**Objective**:
Write out, unchanged, the lines from the one holding "out the side" to the close of the listing. Both the first and last lines belong in it.

(Collection entries)

╭──

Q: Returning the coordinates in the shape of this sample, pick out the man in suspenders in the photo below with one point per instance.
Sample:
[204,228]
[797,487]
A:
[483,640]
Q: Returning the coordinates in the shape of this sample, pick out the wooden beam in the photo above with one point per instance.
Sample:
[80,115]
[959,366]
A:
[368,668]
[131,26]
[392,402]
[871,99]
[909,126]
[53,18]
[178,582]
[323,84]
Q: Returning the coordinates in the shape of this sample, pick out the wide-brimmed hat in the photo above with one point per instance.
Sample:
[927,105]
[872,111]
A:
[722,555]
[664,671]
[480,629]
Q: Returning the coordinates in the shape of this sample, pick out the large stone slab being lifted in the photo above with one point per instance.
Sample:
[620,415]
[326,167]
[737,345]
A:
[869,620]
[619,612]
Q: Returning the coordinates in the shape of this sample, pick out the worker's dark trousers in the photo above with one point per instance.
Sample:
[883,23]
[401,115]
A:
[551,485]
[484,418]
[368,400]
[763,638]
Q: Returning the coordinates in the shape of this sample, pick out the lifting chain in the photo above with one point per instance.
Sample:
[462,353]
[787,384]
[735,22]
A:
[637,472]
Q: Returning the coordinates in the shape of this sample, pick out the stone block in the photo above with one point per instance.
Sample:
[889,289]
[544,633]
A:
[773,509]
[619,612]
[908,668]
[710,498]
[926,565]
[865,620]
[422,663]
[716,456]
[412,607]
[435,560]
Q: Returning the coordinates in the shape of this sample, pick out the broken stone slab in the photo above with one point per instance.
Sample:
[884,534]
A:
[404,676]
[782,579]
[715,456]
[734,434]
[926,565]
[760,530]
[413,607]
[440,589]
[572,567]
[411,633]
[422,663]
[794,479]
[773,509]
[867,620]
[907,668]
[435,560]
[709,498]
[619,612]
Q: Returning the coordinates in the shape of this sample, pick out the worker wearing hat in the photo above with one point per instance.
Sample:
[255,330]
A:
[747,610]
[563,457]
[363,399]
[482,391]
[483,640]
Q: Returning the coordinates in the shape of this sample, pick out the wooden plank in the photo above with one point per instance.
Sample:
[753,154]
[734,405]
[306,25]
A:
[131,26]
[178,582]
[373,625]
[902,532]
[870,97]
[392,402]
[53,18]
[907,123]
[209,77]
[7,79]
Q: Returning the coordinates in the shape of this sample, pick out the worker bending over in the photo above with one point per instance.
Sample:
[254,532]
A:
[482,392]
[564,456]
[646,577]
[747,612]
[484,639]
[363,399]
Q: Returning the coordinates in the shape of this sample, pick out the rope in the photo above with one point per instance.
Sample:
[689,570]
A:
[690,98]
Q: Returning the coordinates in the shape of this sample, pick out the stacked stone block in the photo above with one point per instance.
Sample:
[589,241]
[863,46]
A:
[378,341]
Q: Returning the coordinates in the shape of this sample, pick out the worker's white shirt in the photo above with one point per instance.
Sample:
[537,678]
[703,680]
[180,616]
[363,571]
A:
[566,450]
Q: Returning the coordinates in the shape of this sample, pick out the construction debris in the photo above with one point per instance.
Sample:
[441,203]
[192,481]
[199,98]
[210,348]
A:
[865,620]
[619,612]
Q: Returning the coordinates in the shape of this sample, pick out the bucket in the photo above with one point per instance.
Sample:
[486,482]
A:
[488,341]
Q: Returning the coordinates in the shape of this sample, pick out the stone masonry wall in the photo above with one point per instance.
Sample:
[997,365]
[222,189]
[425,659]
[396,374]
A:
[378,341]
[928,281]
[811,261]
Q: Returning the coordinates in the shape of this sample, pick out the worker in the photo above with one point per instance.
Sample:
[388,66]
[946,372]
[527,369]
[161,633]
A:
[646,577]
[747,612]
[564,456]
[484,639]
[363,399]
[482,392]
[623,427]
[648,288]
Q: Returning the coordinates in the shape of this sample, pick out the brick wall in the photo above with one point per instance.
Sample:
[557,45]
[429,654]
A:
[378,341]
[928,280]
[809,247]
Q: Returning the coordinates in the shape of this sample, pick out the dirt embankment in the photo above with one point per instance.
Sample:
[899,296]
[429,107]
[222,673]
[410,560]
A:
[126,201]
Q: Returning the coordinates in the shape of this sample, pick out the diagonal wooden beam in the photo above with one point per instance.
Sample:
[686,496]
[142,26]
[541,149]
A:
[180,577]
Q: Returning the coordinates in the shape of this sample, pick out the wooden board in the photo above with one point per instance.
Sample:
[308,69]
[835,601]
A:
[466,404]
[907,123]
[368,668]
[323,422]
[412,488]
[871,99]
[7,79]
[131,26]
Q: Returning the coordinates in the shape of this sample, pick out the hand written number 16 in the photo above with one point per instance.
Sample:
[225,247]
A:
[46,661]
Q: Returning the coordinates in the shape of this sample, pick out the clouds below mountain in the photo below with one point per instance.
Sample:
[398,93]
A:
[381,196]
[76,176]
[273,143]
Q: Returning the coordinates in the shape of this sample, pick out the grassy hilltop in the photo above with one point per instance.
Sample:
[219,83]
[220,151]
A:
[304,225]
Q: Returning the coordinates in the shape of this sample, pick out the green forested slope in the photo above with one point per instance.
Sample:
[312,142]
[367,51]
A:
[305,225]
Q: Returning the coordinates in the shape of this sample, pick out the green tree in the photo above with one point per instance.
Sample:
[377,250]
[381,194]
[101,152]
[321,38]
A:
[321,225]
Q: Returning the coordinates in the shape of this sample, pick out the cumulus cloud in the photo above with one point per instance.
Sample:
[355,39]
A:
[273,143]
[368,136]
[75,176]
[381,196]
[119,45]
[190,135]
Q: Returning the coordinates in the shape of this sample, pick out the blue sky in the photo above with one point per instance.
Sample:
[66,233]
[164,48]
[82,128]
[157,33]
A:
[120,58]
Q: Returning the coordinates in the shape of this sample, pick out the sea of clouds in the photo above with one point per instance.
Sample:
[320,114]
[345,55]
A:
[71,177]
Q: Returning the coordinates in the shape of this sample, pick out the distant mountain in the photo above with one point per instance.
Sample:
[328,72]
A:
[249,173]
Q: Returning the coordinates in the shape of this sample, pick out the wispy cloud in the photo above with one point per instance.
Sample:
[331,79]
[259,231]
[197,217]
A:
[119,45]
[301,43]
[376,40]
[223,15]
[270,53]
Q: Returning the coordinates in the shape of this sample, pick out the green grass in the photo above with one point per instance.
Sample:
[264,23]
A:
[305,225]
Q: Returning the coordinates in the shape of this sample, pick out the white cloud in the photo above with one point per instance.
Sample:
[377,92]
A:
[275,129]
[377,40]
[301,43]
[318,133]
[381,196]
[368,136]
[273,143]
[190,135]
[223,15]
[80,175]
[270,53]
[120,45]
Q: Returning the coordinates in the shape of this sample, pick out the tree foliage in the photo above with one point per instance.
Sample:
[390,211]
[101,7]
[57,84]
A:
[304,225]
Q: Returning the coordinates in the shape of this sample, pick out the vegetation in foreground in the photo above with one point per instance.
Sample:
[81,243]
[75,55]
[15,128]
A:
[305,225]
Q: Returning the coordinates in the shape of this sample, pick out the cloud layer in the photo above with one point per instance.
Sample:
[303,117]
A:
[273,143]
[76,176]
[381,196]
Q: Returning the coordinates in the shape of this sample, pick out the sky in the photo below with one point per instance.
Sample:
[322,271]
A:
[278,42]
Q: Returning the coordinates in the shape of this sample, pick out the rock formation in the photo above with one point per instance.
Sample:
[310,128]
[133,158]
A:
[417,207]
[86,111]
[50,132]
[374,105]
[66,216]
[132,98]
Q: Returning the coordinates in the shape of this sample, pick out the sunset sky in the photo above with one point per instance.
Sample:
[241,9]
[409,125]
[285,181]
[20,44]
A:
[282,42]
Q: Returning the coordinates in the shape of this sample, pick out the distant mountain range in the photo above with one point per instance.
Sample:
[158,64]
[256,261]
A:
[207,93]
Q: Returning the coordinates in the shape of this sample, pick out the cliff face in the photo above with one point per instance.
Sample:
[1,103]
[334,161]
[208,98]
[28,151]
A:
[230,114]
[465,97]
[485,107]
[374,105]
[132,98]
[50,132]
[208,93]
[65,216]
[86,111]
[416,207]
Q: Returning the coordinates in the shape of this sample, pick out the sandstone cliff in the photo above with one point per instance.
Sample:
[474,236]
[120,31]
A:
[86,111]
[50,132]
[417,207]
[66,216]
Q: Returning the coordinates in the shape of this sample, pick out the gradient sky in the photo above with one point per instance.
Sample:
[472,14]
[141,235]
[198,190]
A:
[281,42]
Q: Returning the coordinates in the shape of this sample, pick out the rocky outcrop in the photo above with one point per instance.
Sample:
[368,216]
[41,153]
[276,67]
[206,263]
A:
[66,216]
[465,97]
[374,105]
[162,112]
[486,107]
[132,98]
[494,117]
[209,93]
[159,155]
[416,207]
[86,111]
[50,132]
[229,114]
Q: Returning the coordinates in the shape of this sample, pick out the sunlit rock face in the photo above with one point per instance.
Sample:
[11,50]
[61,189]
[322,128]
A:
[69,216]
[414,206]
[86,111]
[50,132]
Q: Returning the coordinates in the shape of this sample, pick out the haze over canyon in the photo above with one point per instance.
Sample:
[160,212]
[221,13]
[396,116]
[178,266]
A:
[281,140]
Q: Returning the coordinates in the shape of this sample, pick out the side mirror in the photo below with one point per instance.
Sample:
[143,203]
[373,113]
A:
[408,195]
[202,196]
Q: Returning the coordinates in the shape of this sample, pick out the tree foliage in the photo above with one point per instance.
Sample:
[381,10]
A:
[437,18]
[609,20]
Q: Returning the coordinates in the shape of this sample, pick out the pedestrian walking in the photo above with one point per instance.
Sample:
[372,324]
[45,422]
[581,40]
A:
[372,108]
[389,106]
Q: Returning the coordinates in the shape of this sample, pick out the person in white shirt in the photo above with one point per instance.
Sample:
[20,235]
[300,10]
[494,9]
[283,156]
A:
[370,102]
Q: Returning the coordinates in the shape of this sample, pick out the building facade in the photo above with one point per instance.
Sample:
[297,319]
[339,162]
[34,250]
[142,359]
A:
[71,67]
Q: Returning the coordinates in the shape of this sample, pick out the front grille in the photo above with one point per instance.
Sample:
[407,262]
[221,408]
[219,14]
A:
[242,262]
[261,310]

╰──

**Output below**:
Q: Returning the coordinates in the shape of this sample, pick out the side mirror in the photo below with one point per instance.
Sample:
[143,203]
[373,113]
A:
[408,195]
[202,196]
Q: Returning the coordinates in the shape of this sample, pick out the tree foliage in the photo above with one point per instance.
Sample:
[381,10]
A:
[437,18]
[609,20]
Q: Returning the coordinates in the shape of this sample, pick out the pedestrian walking in the photo above with one point per instance.
Sample:
[372,324]
[45,422]
[581,40]
A:
[372,108]
[389,106]
Q: Returning the coordinates in the shape of this sample, pick out the person in white shirt in the photo above with one point per instance.
Sample:
[20,235]
[300,10]
[494,9]
[283,156]
A:
[370,102]
Q: Returning the coordinates in the shape of this sample, pick out the building facade in the photo above with one point per instance.
Sample:
[297,319]
[339,162]
[34,250]
[142,359]
A:
[71,67]
Q: Returning the coordinates in the shape of this sample, pick out the front grille in the photo above with one point per instance.
Sample:
[407,262]
[221,408]
[219,14]
A:
[242,262]
[261,310]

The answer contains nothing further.